→ Trecho dado

────────

O problema dos números
A questão é que nasce um problema. Como eu disse, esse aumento de 200 mil cópias entre o volume 11 e 12, indicaria assim: A tiragem inicial do volume 12, as vendas digitais do volume 11 e possíveis reimpressões dos volumes anteriores. A Weekly Shonen Jump só está anunciando reimpressões das séries novas, por isso não sabemos se Sakamoto Days teve ou não impressões nesse período. Mas se a tiragem inicial de Sakamoto Days for realmente 175 mil cópias, o mínimo possível praticamente, significa que a série vendeu 25 mil cópias digitalmente no volume 11, o que seria menor que 22% das vendas do volume 11.
Como hipótese podemos dizer que meu cálculo de tiragem inicial é muito alto, e podemos dizer que na verdade a tiragem inicial de Sakamoto Days é de 150 ou 160 mil cópias, mas isso resultaria em uma escassez de volumes nas lojas, por isso um aumento de reimpressão, já que o volume 10 e 12 conseguiram superar 140 mil cópias vendidas em 10 semanas. Mesmo assim, se fosse esse caso parte desses 200 mil cópias iriam para as reimpressões. A questão é que Sakamoto Days não sofre atualmente de problemas de estoque, por isso não teve a necessidade de reimpressões urgentes, nem mesmo vendendo 148 mil cópias em 10 semanas como no volume 11.
Esse problema é visto também em outras séries estáveis da Weekly Shonen Jump, no qual as vendas digitais parecem minúsculas em comparação ao total. Akane Banashi e Ao no Hako você encontra o mesmo problema, no qual as vendas digitais acabam correspondendo a 20-25% das vendas em 1 mês, ignorando as possíveis reimpressões e também os volumes vendidos pelas LOJAS NÃO CREDENCIADAS no Ranking Oricon, o que seria um absurdo. Os números Oricon rendem inviáveis a progressão em vendas das cópias em circulação de muitas séries, vemos uma clara distorção do Oricon se usarmos para esse objetivo, pois para os seus números serem sustentáveis as cópias digitais, as reimpressões e as vendas das lojas não credenciais devem ser minúsculas.
Nesse caso chegamos somente duas possíveis conclusões: As vendas digitais estão longe de representar uma parcela grande no mercado e mesmo com a queda em vendas dos volumes físicos, não está aumentando como se deve. Essa redução parcela podendo ser tranquilamente abaixo de 20%, dependendo da quantidade de reimpressão ou das vendas das lojas não credenciadas. Ou temos de novo uma sobrestima de vendas por parte do Ranking Oricon, como aconteceu com o Kimetsu no Yaiba – provando que talvez não era um erro casual, mas sistemático, que deve ser considerado sempre quando usamos o Ranking Oricon, e principalmente quando somamos ao Shoseki -. Eu vou considerar ambas as possibilidades válidas, pois em ambos casos serão essenciais essas duas hipóteses quando formos avaliar a “Queda em Vendas” dos volumes do mercado na segunda parte que irei lançar em novembro, assim que os dados das vendas de outubro foram completados.

────────

→ Registros de marcação de pontos
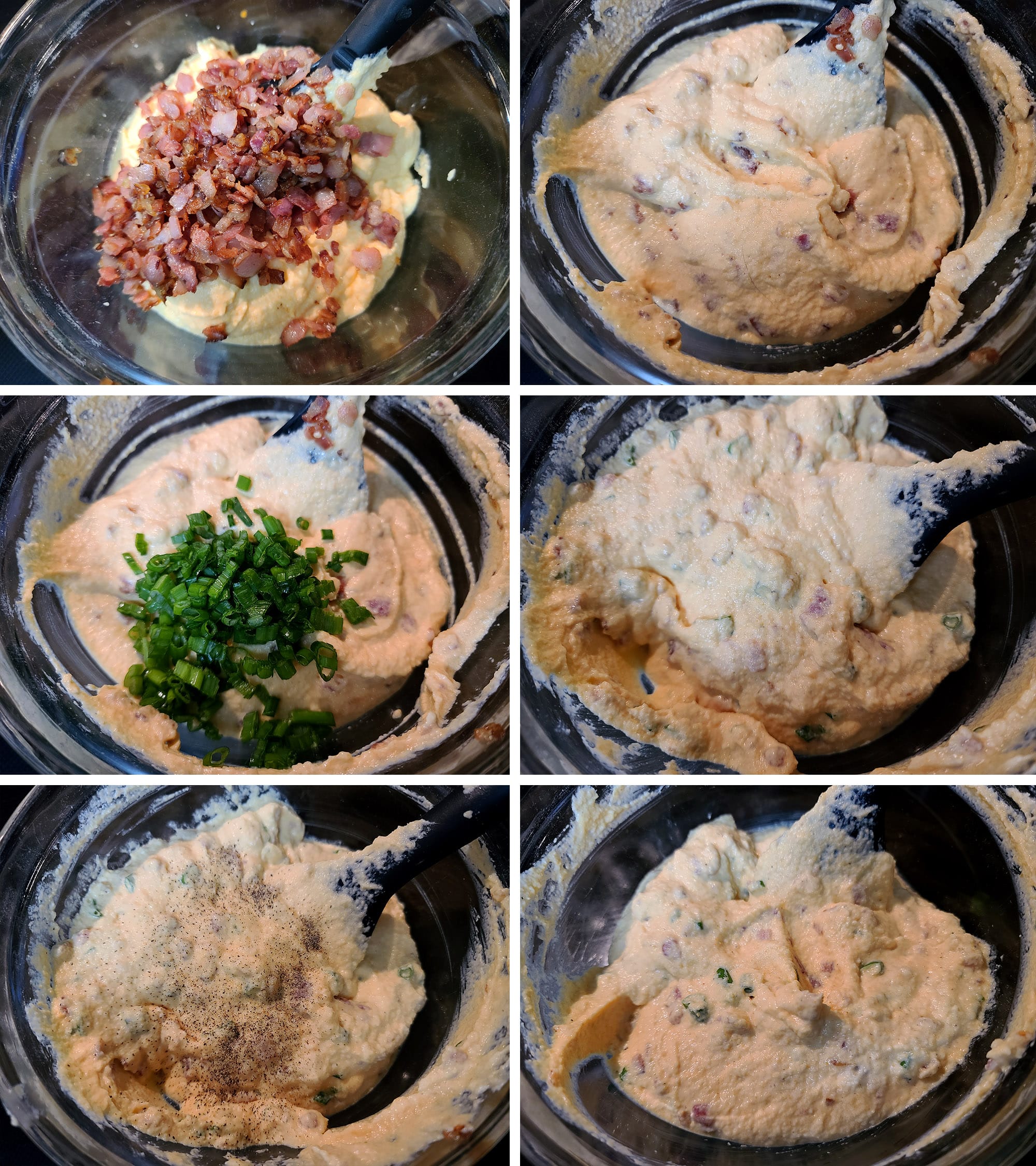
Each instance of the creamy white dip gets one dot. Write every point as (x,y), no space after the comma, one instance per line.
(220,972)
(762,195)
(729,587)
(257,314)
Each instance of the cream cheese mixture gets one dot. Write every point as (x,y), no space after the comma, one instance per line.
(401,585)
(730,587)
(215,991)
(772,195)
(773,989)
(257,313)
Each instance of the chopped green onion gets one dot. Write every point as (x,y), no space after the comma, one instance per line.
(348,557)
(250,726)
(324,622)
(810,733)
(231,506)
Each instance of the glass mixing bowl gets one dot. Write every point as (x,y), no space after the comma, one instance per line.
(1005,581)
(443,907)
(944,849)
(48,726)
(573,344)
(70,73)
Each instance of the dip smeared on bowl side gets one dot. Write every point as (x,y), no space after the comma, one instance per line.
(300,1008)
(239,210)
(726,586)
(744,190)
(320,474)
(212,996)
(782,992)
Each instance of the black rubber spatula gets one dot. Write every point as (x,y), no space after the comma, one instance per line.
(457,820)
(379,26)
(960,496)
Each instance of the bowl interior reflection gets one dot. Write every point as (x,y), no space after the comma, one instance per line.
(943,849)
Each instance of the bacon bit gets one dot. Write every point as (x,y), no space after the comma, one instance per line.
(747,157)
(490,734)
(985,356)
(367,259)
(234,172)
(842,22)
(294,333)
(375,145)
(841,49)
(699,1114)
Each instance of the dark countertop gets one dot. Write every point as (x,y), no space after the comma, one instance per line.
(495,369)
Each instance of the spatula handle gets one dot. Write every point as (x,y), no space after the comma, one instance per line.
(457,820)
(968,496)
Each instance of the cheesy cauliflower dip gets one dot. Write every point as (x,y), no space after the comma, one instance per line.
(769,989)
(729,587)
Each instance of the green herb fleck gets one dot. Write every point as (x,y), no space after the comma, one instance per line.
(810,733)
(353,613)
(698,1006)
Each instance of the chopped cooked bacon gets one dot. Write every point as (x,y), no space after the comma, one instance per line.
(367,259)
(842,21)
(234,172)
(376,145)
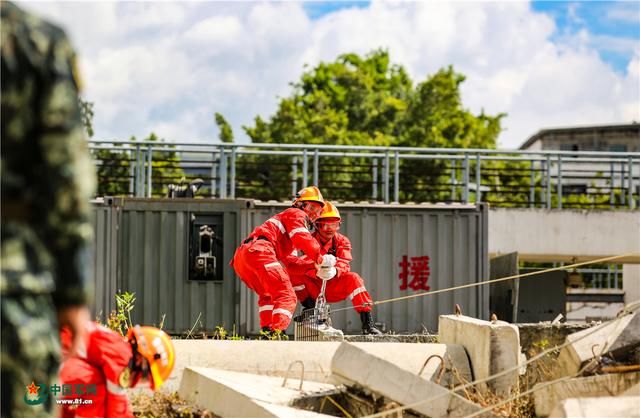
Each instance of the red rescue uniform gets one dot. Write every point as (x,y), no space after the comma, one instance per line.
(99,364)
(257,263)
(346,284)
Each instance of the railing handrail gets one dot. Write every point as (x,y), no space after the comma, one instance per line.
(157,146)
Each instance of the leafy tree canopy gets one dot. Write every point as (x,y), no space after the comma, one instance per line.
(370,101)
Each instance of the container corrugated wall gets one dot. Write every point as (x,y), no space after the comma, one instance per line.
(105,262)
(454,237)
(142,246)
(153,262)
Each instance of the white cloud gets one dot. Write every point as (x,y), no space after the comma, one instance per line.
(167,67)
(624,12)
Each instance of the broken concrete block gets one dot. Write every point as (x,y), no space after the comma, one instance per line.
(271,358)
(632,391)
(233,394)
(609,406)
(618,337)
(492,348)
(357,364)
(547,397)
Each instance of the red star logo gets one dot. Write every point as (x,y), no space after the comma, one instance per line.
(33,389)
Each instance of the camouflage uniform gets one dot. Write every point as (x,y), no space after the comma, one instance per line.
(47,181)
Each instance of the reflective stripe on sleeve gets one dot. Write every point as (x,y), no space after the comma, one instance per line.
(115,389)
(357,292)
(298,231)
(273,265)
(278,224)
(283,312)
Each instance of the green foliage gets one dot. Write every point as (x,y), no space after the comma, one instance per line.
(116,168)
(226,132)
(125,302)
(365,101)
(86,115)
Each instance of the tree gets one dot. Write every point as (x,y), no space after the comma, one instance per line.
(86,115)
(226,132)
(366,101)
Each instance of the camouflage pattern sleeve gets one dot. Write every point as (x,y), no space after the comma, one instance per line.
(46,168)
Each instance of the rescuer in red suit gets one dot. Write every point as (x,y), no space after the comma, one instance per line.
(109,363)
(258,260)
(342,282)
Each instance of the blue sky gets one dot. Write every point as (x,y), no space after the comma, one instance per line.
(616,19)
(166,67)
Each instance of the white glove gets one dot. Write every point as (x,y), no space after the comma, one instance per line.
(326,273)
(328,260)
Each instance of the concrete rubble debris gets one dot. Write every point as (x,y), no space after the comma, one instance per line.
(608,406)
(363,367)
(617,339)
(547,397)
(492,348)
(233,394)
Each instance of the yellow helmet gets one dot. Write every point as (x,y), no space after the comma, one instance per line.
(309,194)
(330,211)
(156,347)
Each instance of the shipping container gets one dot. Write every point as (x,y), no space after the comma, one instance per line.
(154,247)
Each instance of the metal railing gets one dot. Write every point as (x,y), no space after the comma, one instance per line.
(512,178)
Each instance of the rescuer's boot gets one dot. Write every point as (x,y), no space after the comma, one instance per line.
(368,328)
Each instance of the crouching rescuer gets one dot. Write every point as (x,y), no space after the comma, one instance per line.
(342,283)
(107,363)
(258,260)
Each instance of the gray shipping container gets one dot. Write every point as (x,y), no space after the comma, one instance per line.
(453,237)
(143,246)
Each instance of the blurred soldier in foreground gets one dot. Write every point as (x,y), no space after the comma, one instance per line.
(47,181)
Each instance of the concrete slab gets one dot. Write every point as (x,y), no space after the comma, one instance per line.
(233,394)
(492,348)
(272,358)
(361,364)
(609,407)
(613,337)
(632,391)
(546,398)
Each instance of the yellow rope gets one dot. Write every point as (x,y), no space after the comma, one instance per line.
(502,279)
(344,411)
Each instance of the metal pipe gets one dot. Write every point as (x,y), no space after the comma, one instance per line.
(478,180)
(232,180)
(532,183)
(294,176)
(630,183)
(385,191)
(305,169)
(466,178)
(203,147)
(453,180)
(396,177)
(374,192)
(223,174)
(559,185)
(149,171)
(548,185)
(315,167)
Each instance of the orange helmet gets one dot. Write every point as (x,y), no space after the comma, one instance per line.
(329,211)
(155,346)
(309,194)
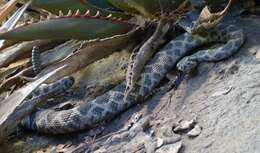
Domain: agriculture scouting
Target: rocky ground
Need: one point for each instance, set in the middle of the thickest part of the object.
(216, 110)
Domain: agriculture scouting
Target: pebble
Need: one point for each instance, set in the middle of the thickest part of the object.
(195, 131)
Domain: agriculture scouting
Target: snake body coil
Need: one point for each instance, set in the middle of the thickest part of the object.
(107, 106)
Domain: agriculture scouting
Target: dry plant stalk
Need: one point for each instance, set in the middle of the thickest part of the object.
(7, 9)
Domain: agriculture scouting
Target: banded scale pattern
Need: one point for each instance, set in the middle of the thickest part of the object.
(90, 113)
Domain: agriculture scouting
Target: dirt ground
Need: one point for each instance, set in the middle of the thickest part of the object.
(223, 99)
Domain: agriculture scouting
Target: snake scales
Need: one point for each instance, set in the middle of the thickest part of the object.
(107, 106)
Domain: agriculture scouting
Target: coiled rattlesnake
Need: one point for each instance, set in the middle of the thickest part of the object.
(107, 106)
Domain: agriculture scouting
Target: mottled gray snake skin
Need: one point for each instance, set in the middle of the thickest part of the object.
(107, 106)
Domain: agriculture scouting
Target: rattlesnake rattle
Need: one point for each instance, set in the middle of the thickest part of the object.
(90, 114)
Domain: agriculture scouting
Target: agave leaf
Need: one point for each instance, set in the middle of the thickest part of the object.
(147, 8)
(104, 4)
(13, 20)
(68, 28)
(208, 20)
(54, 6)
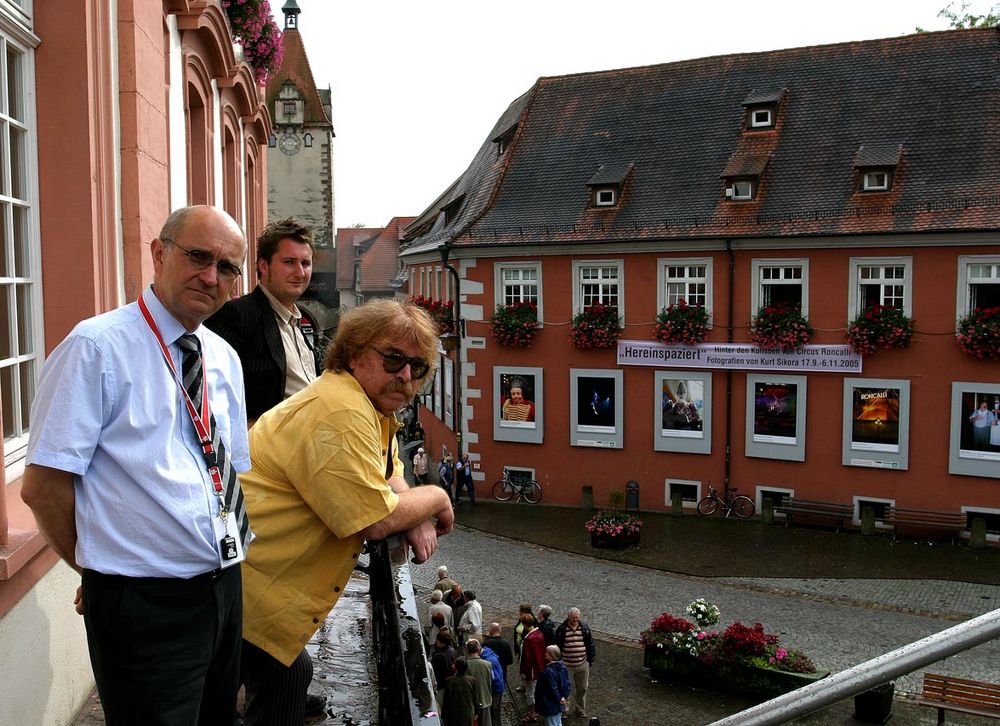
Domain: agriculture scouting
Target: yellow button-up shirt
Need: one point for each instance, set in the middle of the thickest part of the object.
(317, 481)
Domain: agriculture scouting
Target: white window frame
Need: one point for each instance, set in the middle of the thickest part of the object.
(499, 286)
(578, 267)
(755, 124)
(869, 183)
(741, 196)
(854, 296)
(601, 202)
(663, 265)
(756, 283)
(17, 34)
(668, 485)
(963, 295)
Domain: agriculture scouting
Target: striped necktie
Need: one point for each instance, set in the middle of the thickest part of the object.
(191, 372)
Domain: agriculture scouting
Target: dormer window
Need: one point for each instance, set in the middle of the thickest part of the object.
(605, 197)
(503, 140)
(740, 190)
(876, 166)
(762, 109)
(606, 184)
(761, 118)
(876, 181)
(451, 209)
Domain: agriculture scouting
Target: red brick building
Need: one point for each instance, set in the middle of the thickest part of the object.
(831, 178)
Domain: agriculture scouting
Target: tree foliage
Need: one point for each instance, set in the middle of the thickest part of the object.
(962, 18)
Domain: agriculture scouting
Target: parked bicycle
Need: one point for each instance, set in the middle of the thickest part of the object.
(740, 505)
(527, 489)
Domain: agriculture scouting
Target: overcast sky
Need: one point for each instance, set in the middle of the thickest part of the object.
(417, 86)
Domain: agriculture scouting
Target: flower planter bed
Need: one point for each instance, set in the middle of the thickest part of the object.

────────

→ Tarefa proposta 1
Responda com base no texto sobre vendas de mangá:
(a) De quantas cópias foi o aumento entre o volume 11 e o volume 12 de Sakamoto Days?
(b) Quais duas séries, além de Sakamoto Days, apresentam o mesmo problema de vendas digitais?
(c) Em que mês está previsto o lançamento da segunda parte?
→ Tarefa proposta 2
Dê sequência ao texto sobre vendas de mangá, começando logo após a última frase.

→ Resultado da tarefa 1
(a) 200 mil cópias.
(b) Akane Banashi e Ao no Hako.
(c) Em novembro.

→ Resultado da tarefa 2
Conclusão
Podemos assim concluir que mesmo com o Ranking Oricon sendo submetido a quatro variáveis de subnotificações, sendo a mais importante as lojas não credenciadas, é possível que tenhamos uma imprecisão em seus dados, com uma superestima dos resultados como aconteceu em 2019 com Kimetsu no Yaiba, no qual tivemos uma superestima de 11% em comparação as vendas oficiais. Caso não tenha essa superestima, significa que as vendas digitais das séries correspondem a certamente menos de 20 a 25% das vendas totais de um mangá. O que seria ainda mais preocupante, pois significa que mangás como Sakamoto Days que atualmente vendem 103 mil cópias mensais, estariam vendendo 128 – 136 mil cópias em 1 mês no passado quando não tínhamos vendas digitais, uma quantidade que poderiamos considerar baixa para o mangá mais promissor da revista.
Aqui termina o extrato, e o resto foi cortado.